▶

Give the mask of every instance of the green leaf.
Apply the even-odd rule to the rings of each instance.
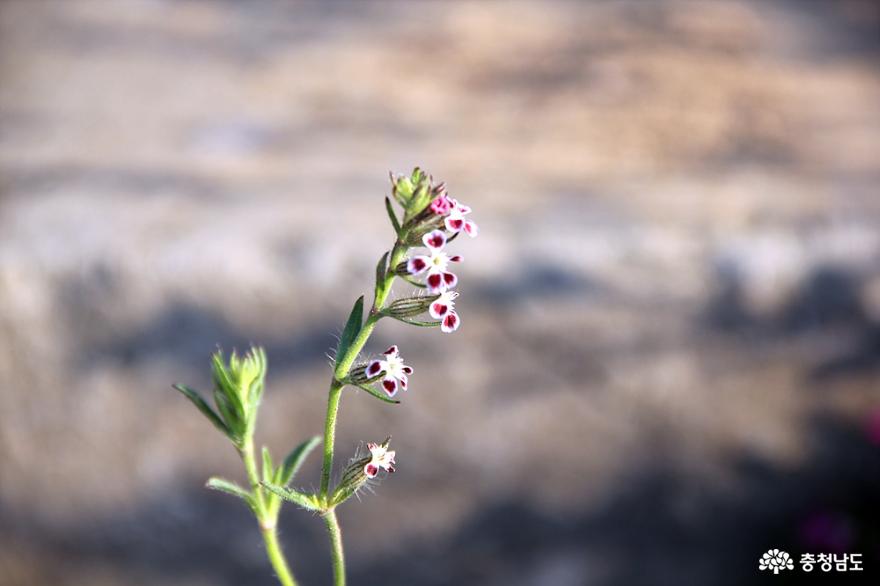
[[[208,420],[214,424],[214,427],[223,432],[223,435],[231,438],[232,433],[229,431],[229,428],[226,427],[226,424],[223,423],[223,420],[220,419],[220,416],[217,415],[211,406],[202,399],[202,396],[199,393],[186,385],[176,384],[171,385],[175,390],[180,391],[183,396],[192,401],[193,405],[198,407],[199,411],[202,412],[202,415],[208,418]]]
[[[312,436],[300,445],[296,446],[291,450],[287,457],[284,458],[284,463],[278,467],[278,470],[275,471],[275,484],[281,486],[287,486],[293,477],[296,476],[296,473],[299,472],[300,467],[305,462],[308,455],[318,447],[318,444],[321,443],[320,436]]]
[[[356,386],[357,388],[361,389],[362,391],[366,391],[366,392],[370,393],[371,395],[373,395],[374,397],[376,397],[380,401],[384,401],[386,403],[391,403],[392,405],[399,405],[400,404],[400,401],[398,401],[397,399],[391,399],[369,385],[365,385],[365,384],[362,385],[362,384],[358,384],[358,383],[352,383],[352,384],[354,386]]]
[[[382,289],[385,288],[385,277],[388,275],[389,254],[390,253],[386,250],[385,254],[382,255],[382,258],[380,258],[379,262],[376,264],[376,288],[373,290],[373,296],[376,299],[380,297]]]
[[[364,323],[364,296],[358,297],[351,308],[348,315],[348,321],[345,322],[345,328],[342,330],[342,336],[339,337],[339,346],[336,348],[336,363],[341,364],[345,358],[348,349],[351,347],[357,335],[361,332]]]
[[[416,281],[415,279],[413,279],[409,275],[400,275],[400,278],[403,279],[404,281],[406,281],[407,283],[409,283],[410,285],[414,285],[416,287],[419,287],[420,289],[427,288],[427,285],[425,285],[424,283],[419,283],[418,281]]]
[[[226,494],[231,494],[232,496],[237,496],[240,499],[244,499],[244,501],[249,505],[253,506],[253,497],[251,497],[251,493],[235,484],[234,482],[230,482],[224,478],[217,478],[216,476],[213,478],[209,478],[208,482],[205,483],[205,486],[210,488],[211,490],[219,490],[220,492],[225,492]]]
[[[394,213],[394,208],[391,207],[391,199],[385,198],[385,211],[388,212],[388,219],[391,220],[391,225],[394,226],[394,233],[398,236],[400,235],[400,222],[397,221],[397,214]]]
[[[309,511],[320,511],[321,505],[315,495],[303,494],[292,488],[285,488],[268,482],[262,482],[263,488]]]
[[[272,466],[272,455],[269,447],[263,446],[263,482],[270,482],[275,477],[275,468]]]

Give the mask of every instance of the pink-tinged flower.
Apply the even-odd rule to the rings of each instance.
[[[446,216],[452,211],[453,203],[445,193],[431,202],[431,211],[438,216]]]
[[[388,472],[394,472],[394,450],[389,450],[384,445],[368,443],[370,449],[370,461],[364,466],[364,474],[367,478],[375,478],[379,473],[379,468],[384,468]]]
[[[471,208],[463,203],[458,203],[456,199],[451,199],[451,201],[452,210],[450,210],[449,215],[446,217],[446,229],[453,234],[458,234],[464,230],[468,236],[476,238],[480,232],[479,227],[471,220],[465,219],[465,215],[471,213]]]
[[[391,346],[383,353],[384,360],[373,360],[367,365],[367,376],[373,378],[380,372],[385,372],[385,378],[382,379],[382,388],[389,397],[397,394],[397,389],[404,391],[409,383],[408,375],[413,373],[413,369],[403,363],[400,357],[400,351],[397,346]]]
[[[443,252],[446,246],[446,234],[442,230],[434,230],[425,234],[422,242],[430,252],[429,256],[414,256],[406,262],[406,271],[410,275],[418,275],[428,271],[425,284],[432,295],[452,289],[458,283],[458,277],[446,269],[450,262],[461,262],[461,256],[449,256]]]
[[[428,307],[428,313],[431,314],[431,317],[441,320],[440,331],[446,334],[454,332],[461,325],[461,318],[455,312],[456,297],[458,297],[456,291],[444,291]]]

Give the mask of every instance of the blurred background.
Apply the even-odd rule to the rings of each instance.
[[[352,584],[866,581],[878,57],[858,0],[3,2],[0,584],[274,583],[170,384],[262,344],[258,440],[319,433],[414,165],[482,233],[461,330],[368,348],[415,367],[403,404],[343,401],[340,457],[399,462],[341,510]],[[282,529],[328,584],[321,522]]]

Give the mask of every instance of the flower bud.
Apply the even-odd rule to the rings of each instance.
[[[214,380],[214,402],[230,439],[239,447],[253,429],[257,408],[263,397],[266,379],[266,352],[251,348],[243,357],[233,351],[228,364],[223,352],[211,357],[211,374]]]

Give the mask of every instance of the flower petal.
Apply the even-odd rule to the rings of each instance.
[[[422,242],[431,250],[440,250],[446,246],[446,234],[442,230],[428,232],[422,237]]]
[[[443,273],[443,284],[447,289],[452,289],[458,284],[458,277],[453,273]]]
[[[461,232],[461,229],[464,228],[464,218],[461,216],[450,216],[446,218],[444,223],[450,232]]]
[[[427,256],[414,256],[406,261],[406,272],[410,275],[418,275],[428,268],[428,261],[430,259]]]
[[[385,389],[385,393],[389,397],[393,397],[397,394],[397,379],[390,376],[385,377],[382,379],[382,388]]]
[[[449,304],[442,301],[435,301],[428,307],[428,313],[434,319],[440,319],[449,313]]]
[[[400,356],[400,349],[396,345],[388,346],[388,349],[382,352],[382,354],[384,354],[385,356],[397,357]]]
[[[461,262],[462,260],[464,259],[461,258],[460,254],[455,254],[449,257],[449,262]]]
[[[405,374],[401,374],[399,377],[397,377],[397,382],[400,383],[400,388],[405,391],[407,385],[409,384],[409,378]]]
[[[364,474],[367,475],[367,478],[375,478],[376,474],[379,473],[379,467],[369,462],[366,466],[364,466]]]
[[[403,367],[400,370],[402,370],[404,374],[412,374],[413,373],[412,366],[407,366],[405,364],[403,365]]]
[[[450,311],[440,323],[440,331],[449,334],[457,330],[460,325],[461,320],[458,318],[458,314],[454,311]]]
[[[428,278],[425,279],[425,284],[428,286],[428,291],[432,294],[440,293],[446,289],[443,285],[443,275],[440,273],[429,274]]]
[[[477,234],[480,233],[480,228],[474,222],[468,220],[464,223],[464,231],[471,238],[476,238]]]
[[[370,362],[370,364],[367,366],[367,376],[372,378],[382,372],[382,362],[384,361],[373,360],[372,362]]]

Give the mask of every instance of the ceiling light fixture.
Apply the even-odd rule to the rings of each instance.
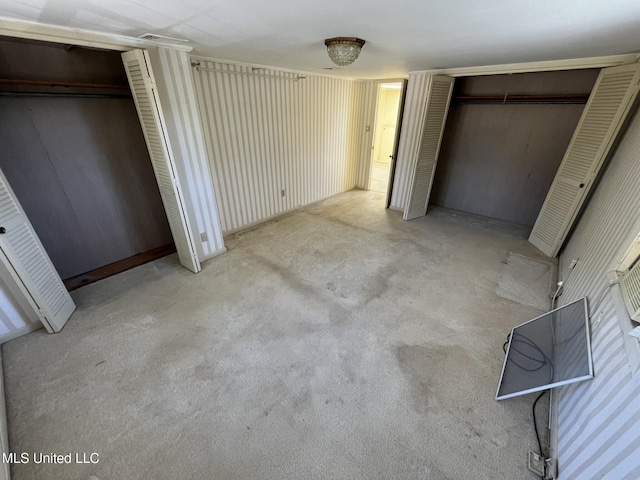
[[[333,63],[341,67],[351,65],[360,55],[365,41],[356,37],[334,37],[324,41]]]

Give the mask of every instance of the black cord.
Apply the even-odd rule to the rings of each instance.
[[[542,458],[547,458],[547,456],[542,452],[542,442],[540,442],[540,434],[538,433],[538,422],[536,420],[536,405],[538,404],[538,400],[540,400],[542,396],[548,391],[549,390],[545,390],[542,393],[540,393],[540,395],[538,395],[538,398],[536,398],[535,402],[533,402],[533,407],[531,408],[531,413],[533,415],[533,428],[536,431],[536,440],[538,441],[538,450],[540,451],[540,455],[542,456]],[[545,465],[546,465],[546,462],[545,462]],[[540,477],[540,478],[544,480],[544,477]]]
[[[517,338],[519,337],[519,338]],[[549,364],[549,367],[551,368],[551,380],[553,380],[553,375],[554,375],[554,368],[553,368],[553,362],[551,361],[551,359],[549,357],[547,357],[547,355],[545,355],[545,353],[542,351],[542,349],[540,349],[540,347],[538,347],[538,345],[536,345],[534,342],[532,342],[529,338],[525,337],[524,335],[520,335],[520,334],[515,334],[513,336],[513,338],[511,338],[511,333],[509,333],[509,335],[507,335],[507,341],[504,342],[504,344],[502,345],[502,350],[507,353],[507,345],[509,344],[509,341],[511,341],[511,348],[513,348],[513,350],[517,353],[519,353],[520,355],[522,355],[525,358],[528,358],[529,360],[533,360],[536,363],[539,363],[540,365],[535,367],[535,368],[526,368],[522,365],[519,365],[517,362],[515,362],[513,359],[510,359],[512,363],[514,363],[517,367],[526,370],[528,372],[535,372],[537,370],[540,370],[542,367],[544,367],[547,363]],[[534,351],[537,351],[538,353],[540,353],[542,355],[542,359],[539,358],[535,358],[532,357],[530,355],[527,355],[526,353],[524,353],[522,350],[517,349],[514,345],[516,343],[523,343],[525,345],[528,345],[529,347],[534,348]],[[547,456],[544,454],[544,452],[542,451],[542,442],[540,441],[540,433],[538,432],[538,421],[536,419],[536,405],[538,405],[538,401],[542,398],[542,396],[547,393],[549,390],[544,390],[540,393],[540,395],[538,395],[538,397],[535,399],[535,401],[533,402],[533,406],[531,407],[531,414],[533,416],[533,429],[536,432],[536,440],[538,442],[538,450],[540,452],[540,455],[542,456],[542,458],[546,459]],[[545,463],[545,467],[546,467],[546,461]],[[544,476],[540,477],[542,480],[544,480]]]
[[[511,333],[509,333],[509,335],[507,335],[507,341],[504,342],[502,344],[502,350],[507,353],[507,345],[509,344],[509,340],[511,339]],[[524,344],[527,345],[531,348],[534,349],[534,351],[536,351],[537,353],[539,353],[542,358],[536,358],[536,357],[532,357],[531,355],[527,355],[525,352],[523,352],[522,350],[516,348],[516,344]],[[542,351],[542,349],[536,344],[534,343],[532,340],[530,340],[528,337],[525,337],[524,335],[521,335],[519,333],[516,333],[513,335],[513,339],[511,339],[511,349],[518,353],[519,355],[521,355],[524,358],[527,358],[529,360],[532,360],[533,362],[535,362],[536,366],[533,368],[528,368],[525,367],[521,364],[519,364],[518,362],[516,362],[513,358],[509,358],[509,361],[511,363],[513,363],[516,367],[526,371],[526,372],[537,372],[538,370],[540,370],[542,367],[544,367],[545,365],[549,365],[549,369],[550,369],[550,382],[553,381],[553,376],[554,376],[554,367],[553,367],[553,362],[551,361],[551,359]]]

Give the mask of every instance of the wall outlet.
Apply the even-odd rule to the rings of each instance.
[[[282,189],[282,196],[284,197],[284,188]]]
[[[209,241],[209,235],[207,235],[207,232],[202,232],[200,234],[200,240],[202,241],[202,243]]]
[[[578,264],[577,258],[574,258],[573,260],[571,260],[571,263],[569,264],[569,270],[573,270],[577,264]]]

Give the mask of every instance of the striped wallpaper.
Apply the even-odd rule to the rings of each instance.
[[[169,48],[150,50],[149,54],[182,190],[187,197],[191,225],[197,229],[198,258],[206,260],[226,249],[200,124],[191,60],[187,52]],[[202,233],[206,234],[207,241],[201,241]]]
[[[223,231],[354,188],[367,86],[192,59]]]
[[[640,478],[638,347],[626,336],[632,324],[621,305],[619,287],[609,286],[606,277],[640,232],[638,212],[640,113],[636,112],[561,254],[564,266],[578,259],[560,304],[588,297],[595,378],[558,389],[560,479]]]
[[[391,204],[389,205],[390,208],[395,210],[404,210],[409,196],[411,170],[420,141],[420,130],[427,104],[428,80],[429,76],[426,73],[411,74],[409,76],[404,114],[402,116],[400,143],[398,145],[396,172],[393,180]]]
[[[353,114],[358,119],[355,132],[350,133],[356,155],[356,188],[369,189],[371,181],[371,155],[375,132],[378,84],[373,81],[355,82]]]

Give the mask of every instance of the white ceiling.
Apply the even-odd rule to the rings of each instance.
[[[355,36],[360,58],[332,72],[352,78],[640,51],[640,0],[0,0],[0,16],[319,73],[332,66],[324,39]]]

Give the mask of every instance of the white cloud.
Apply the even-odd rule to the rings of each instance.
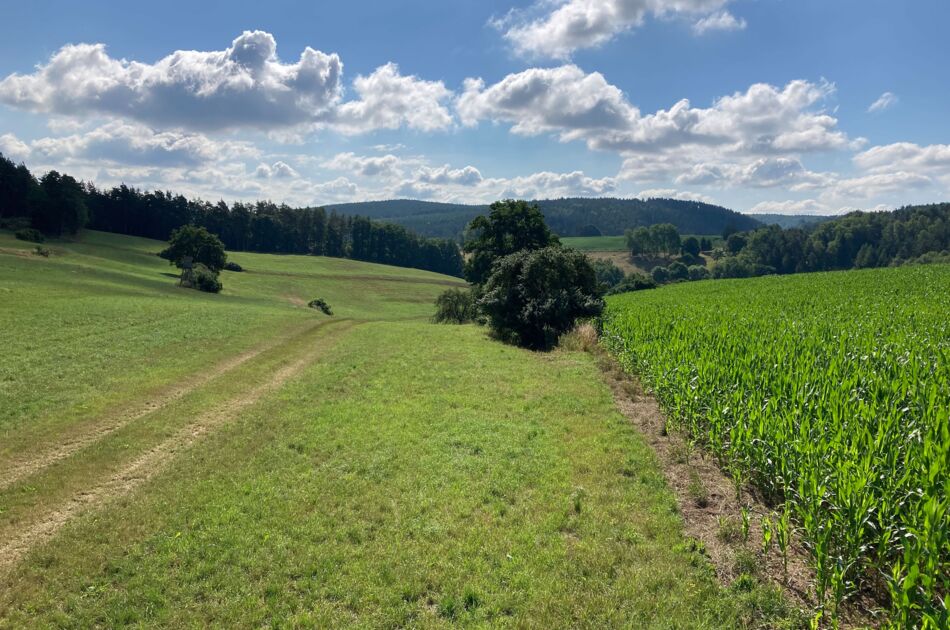
[[[176,51],[154,64],[114,59],[103,44],[62,47],[29,75],[0,81],[0,101],[63,116],[120,116],[155,127],[217,130],[310,122],[340,97],[343,64],[307,47],[277,57],[270,33],[245,31],[223,51]]]
[[[574,65],[531,68],[487,88],[481,79],[466,79],[456,108],[467,126],[490,119],[512,123],[517,134],[559,132],[562,139],[623,130],[639,114],[602,74]]]
[[[445,103],[452,92],[441,81],[424,81],[399,74],[394,63],[377,68],[353,82],[359,100],[340,105],[330,118],[345,133],[397,129],[403,125],[420,131],[437,131],[452,125]]]
[[[849,146],[837,119],[816,109],[834,89],[824,81],[797,80],[782,88],[756,83],[708,108],[683,99],[643,116],[600,73],[565,65],[510,74],[491,86],[467,79],[456,108],[467,126],[479,120],[505,122],[516,134],[555,133],[562,141],[585,140],[592,149],[626,154],[683,147],[797,154]]]
[[[300,177],[292,166],[280,160],[273,164],[259,164],[254,170],[254,176],[258,179],[297,179]]]
[[[459,184],[473,186],[482,181],[482,174],[474,166],[451,168],[448,164],[438,168],[423,166],[416,173],[416,180],[423,184]]]
[[[352,152],[338,153],[320,165],[334,171],[345,171],[361,177],[395,177],[402,173],[403,160],[392,154],[360,156]]]
[[[122,166],[188,166],[223,159],[253,158],[246,142],[212,140],[179,131],[156,132],[144,125],[113,121],[69,136],[41,138],[30,144],[30,157],[41,164],[99,163]]]
[[[736,18],[728,11],[719,11],[696,20],[693,23],[693,32],[697,35],[705,35],[710,31],[741,31],[745,27],[746,21],[743,18]]]
[[[539,0],[527,12],[511,12],[493,24],[526,56],[565,59],[640,26],[648,16],[706,16],[728,0]],[[553,10],[552,10],[552,5]],[[532,18],[531,15],[540,16]]]
[[[890,109],[891,107],[897,105],[897,101],[898,98],[896,94],[893,92],[884,92],[879,97],[877,97],[876,101],[868,106],[868,113],[883,112],[885,109]]]
[[[12,133],[0,135],[0,153],[8,160],[22,162],[30,156],[30,146]]]
[[[854,156],[856,166],[872,173],[909,171],[926,173],[950,182],[950,144],[921,146],[896,142],[871,147]]]
[[[0,80],[0,102],[55,120],[122,118],[159,129],[266,130],[301,141],[301,130],[344,133],[446,129],[452,97],[441,81],[402,76],[395,64],[354,80],[342,102],[343,62],[306,47],[295,63],[277,56],[270,33],[245,31],[222,51],[176,51],[154,64],[109,56],[104,44],[63,46],[32,74]],[[62,122],[58,124],[62,125]]]

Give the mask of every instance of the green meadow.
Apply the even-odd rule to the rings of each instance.
[[[236,253],[212,295],[156,241],[49,247],[0,233],[0,627],[791,623],[590,354],[429,322],[457,279]]]

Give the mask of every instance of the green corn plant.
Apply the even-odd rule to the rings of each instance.
[[[762,553],[768,553],[772,549],[772,519],[768,516],[762,517]]]

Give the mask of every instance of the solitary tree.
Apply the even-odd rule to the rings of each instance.
[[[215,274],[221,271],[228,261],[221,239],[195,225],[183,225],[173,231],[168,248],[160,255],[179,268],[185,259],[190,258],[194,264],[201,263]]]
[[[463,250],[469,254],[465,279],[481,285],[491,275],[496,260],[522,250],[559,245],[537,205],[507,199],[491,205],[488,216],[477,216],[468,225],[470,237]]]

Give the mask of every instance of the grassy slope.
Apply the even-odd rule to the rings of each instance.
[[[174,287],[158,245],[90,233],[46,260],[0,234],[0,471],[276,347],[0,489],[0,540],[319,358],[32,549],[3,576],[0,626],[737,624],[588,355],[426,323],[443,276],[237,254],[249,271],[210,296]],[[317,296],[330,326],[299,306]]]

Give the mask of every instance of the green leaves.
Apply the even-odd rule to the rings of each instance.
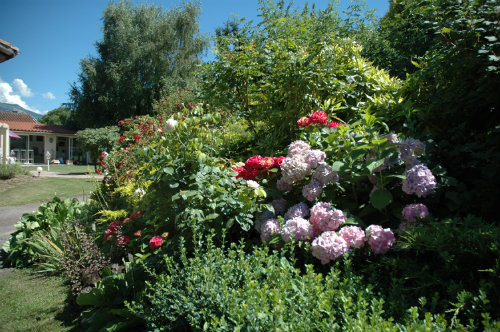
[[[377,208],[383,209],[392,203],[392,194],[387,190],[375,190],[370,196],[370,203]]]

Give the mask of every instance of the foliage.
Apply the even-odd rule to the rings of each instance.
[[[210,331],[454,331],[443,315],[404,307],[404,318],[388,316],[377,290],[356,276],[346,261],[325,274],[306,265],[301,271],[286,255],[244,245],[210,242],[181,261],[166,257],[166,273],[156,274],[145,299],[128,304],[144,317],[147,330]]]
[[[500,196],[497,6],[489,0],[426,5],[435,15],[428,28],[435,43],[403,92],[412,111],[406,126],[434,141],[432,162],[450,178],[446,197],[455,200],[455,213],[489,220],[497,219],[492,198]]]
[[[97,57],[82,59],[71,101],[78,127],[101,127],[153,113],[153,104],[190,86],[206,42],[199,35],[199,5],[164,11],[155,5],[110,3],[104,10]]]
[[[483,313],[500,316],[499,239],[498,225],[479,217],[427,218],[401,234],[397,255],[356,265],[380,287],[395,317],[426,297],[430,312],[473,319],[480,329]]]
[[[103,159],[102,193],[112,210],[131,216],[117,219],[120,232],[107,240],[126,235],[127,250],[150,252],[149,241],[162,234],[170,243],[211,228],[220,235],[249,231],[265,193],[235,180],[230,162],[218,156],[220,115],[193,104],[166,117],[120,123],[122,148]]]
[[[76,139],[82,149],[90,153],[90,158],[96,161],[102,151],[111,151],[117,145],[118,128],[87,128],[78,131]]]
[[[284,2],[260,4],[262,23],[219,30],[216,59],[204,66],[200,86],[204,100],[248,122],[259,153],[279,150],[296,134],[296,119],[324,100],[332,101],[325,111],[345,121],[366,109],[387,116],[398,104],[399,81],[361,57],[333,5],[292,11]]]
[[[40,118],[39,122],[66,128],[75,128],[75,124],[71,118],[71,110],[67,107],[58,107],[47,112]]]
[[[0,180],[12,179],[16,175],[27,175],[28,171],[19,164],[0,164]]]
[[[106,267],[96,287],[81,293],[76,303],[84,307],[81,314],[81,329],[84,331],[130,331],[138,330],[142,320],[124,307],[124,301],[132,300],[144,287],[141,270],[128,262],[124,271],[112,271]]]

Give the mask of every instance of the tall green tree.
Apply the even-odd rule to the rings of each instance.
[[[184,89],[207,42],[199,34],[198,3],[164,11],[155,5],[110,3],[97,56],[82,59],[71,87],[80,128],[100,127],[153,112],[160,97]]]
[[[56,109],[53,109],[52,111],[47,112],[40,118],[39,122],[63,126],[66,128],[74,127],[74,123],[71,118],[71,110],[64,106],[58,107]]]

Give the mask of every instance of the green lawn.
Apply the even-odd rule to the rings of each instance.
[[[68,292],[62,278],[30,269],[0,277],[0,332],[74,329],[78,314],[67,305]]]
[[[36,171],[39,166],[41,166],[44,171],[47,171],[47,165],[23,166],[23,169]],[[65,174],[95,174],[94,165],[50,165],[49,171]]]
[[[25,181],[9,185],[0,180],[0,206],[48,202],[55,195],[69,198],[77,195],[88,197],[99,180],[26,177]]]

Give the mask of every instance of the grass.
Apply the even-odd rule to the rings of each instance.
[[[0,332],[75,329],[78,313],[68,305],[68,293],[62,278],[30,269],[0,277]]]
[[[19,164],[2,164],[0,163],[0,179],[12,179],[16,175],[26,175],[28,171],[21,167]]]
[[[86,196],[94,190],[95,179],[38,178],[31,176],[0,180],[0,206],[48,202],[55,195],[69,198]]]
[[[37,167],[41,166],[44,171],[47,171],[47,165],[23,166],[27,171],[36,171]],[[64,174],[94,174],[93,165],[50,165],[50,172]]]

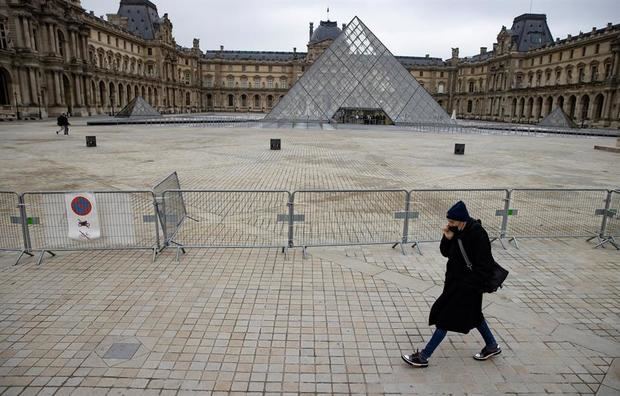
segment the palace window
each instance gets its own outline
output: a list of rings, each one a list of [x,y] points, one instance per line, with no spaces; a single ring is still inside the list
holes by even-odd
[[[579,74],[577,75],[578,81],[579,81],[579,82],[583,82],[583,77],[584,77],[584,75],[585,75],[585,73],[584,73],[584,71],[583,71],[583,67],[580,67],[580,68],[579,68],[578,73],[579,73]]]
[[[595,53],[595,54],[598,54],[598,52],[600,51],[600,49],[601,49],[601,45],[600,45],[600,44],[596,44],[596,46],[594,47],[594,53]]]
[[[586,47],[581,49],[581,56],[586,56]]]
[[[241,65],[241,71],[245,71],[245,65]]]
[[[598,67],[592,66],[592,81],[598,80]]]
[[[153,55],[153,48],[148,48],[146,51],[149,54],[149,56]]]
[[[283,88],[283,89],[288,88],[288,81],[286,80],[286,77],[280,78],[280,88]]]
[[[267,78],[267,88],[273,88],[273,78]]]
[[[235,78],[233,76],[228,76],[226,78],[226,86],[228,88],[233,88],[235,86]]]
[[[260,78],[254,77],[254,88],[260,88]]]
[[[254,71],[258,71],[258,65],[254,65]]]
[[[424,77],[424,71],[420,70],[420,77]]]
[[[474,82],[473,81],[469,82],[469,92],[474,92]]]
[[[562,60],[562,55],[564,55],[563,51],[560,51],[560,53],[558,54],[559,59],[558,60]]]
[[[7,49],[8,47],[6,25],[0,23],[0,49]]]
[[[247,87],[248,87],[247,77],[241,77],[241,88],[247,88]]]

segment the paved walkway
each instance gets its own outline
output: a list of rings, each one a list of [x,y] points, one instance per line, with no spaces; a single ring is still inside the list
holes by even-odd
[[[480,336],[450,334],[413,369],[400,353],[430,336],[445,266],[422,247],[3,254],[0,392],[620,392],[616,250],[496,247],[511,276],[485,313],[504,352],[476,362]]]
[[[613,187],[613,139],[376,131],[0,125],[0,188]],[[97,135],[87,149],[85,135]],[[281,137],[283,150],[268,150]],[[455,142],[467,144],[463,157]],[[610,143],[611,142],[611,143]],[[492,164],[492,166],[489,166]],[[475,215],[475,214],[474,214]],[[390,246],[0,253],[0,394],[620,393],[620,253],[582,239],[495,245],[485,297],[504,352],[450,334],[427,369],[445,259]]]

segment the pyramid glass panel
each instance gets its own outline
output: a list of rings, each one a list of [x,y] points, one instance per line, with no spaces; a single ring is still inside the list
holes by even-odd
[[[380,109],[396,123],[455,123],[357,17],[265,119],[331,122],[340,109]]]
[[[577,128],[577,124],[570,119],[561,107],[556,107],[538,125],[555,128]]]
[[[161,114],[148,104],[142,96],[136,96],[116,114],[116,117],[161,117]]]

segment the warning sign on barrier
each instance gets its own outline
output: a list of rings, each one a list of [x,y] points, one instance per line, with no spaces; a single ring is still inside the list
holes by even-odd
[[[97,203],[91,193],[65,194],[69,238],[88,241],[101,237]]]

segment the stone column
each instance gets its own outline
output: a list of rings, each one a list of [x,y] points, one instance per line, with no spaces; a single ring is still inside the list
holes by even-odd
[[[28,105],[30,103],[32,103],[32,100],[30,98],[30,89],[29,89],[29,76],[28,76],[28,71],[24,68],[24,69],[20,69],[19,70],[19,89],[21,91],[22,94],[22,103],[24,105]]]
[[[60,81],[59,81],[59,73],[58,72],[53,72],[54,73],[54,94],[56,96],[56,105],[61,105],[62,104],[62,96],[60,94]]]
[[[33,68],[29,68],[28,70],[30,75],[30,96],[32,97],[32,102],[37,102],[37,104],[41,105],[41,103],[39,103],[39,89],[35,70]]]
[[[50,23],[47,25],[49,31],[50,38],[50,52],[53,54],[58,53],[58,47],[56,46],[56,30],[54,29],[54,24]]]
[[[24,38],[22,36],[22,17],[17,16],[15,18],[15,36],[17,39],[17,47],[22,48],[24,46]]]
[[[75,104],[78,107],[82,107],[82,105],[84,104],[84,101],[82,100],[84,94],[82,92],[82,76],[76,75],[75,76]]]
[[[30,37],[30,23],[28,23],[28,18],[24,17],[23,29],[24,29],[24,41],[26,48],[32,48],[32,38]]]

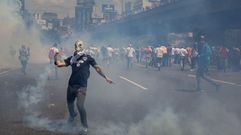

◀

Within the listing, how many lines hold "ceiling"? Write only that number.

2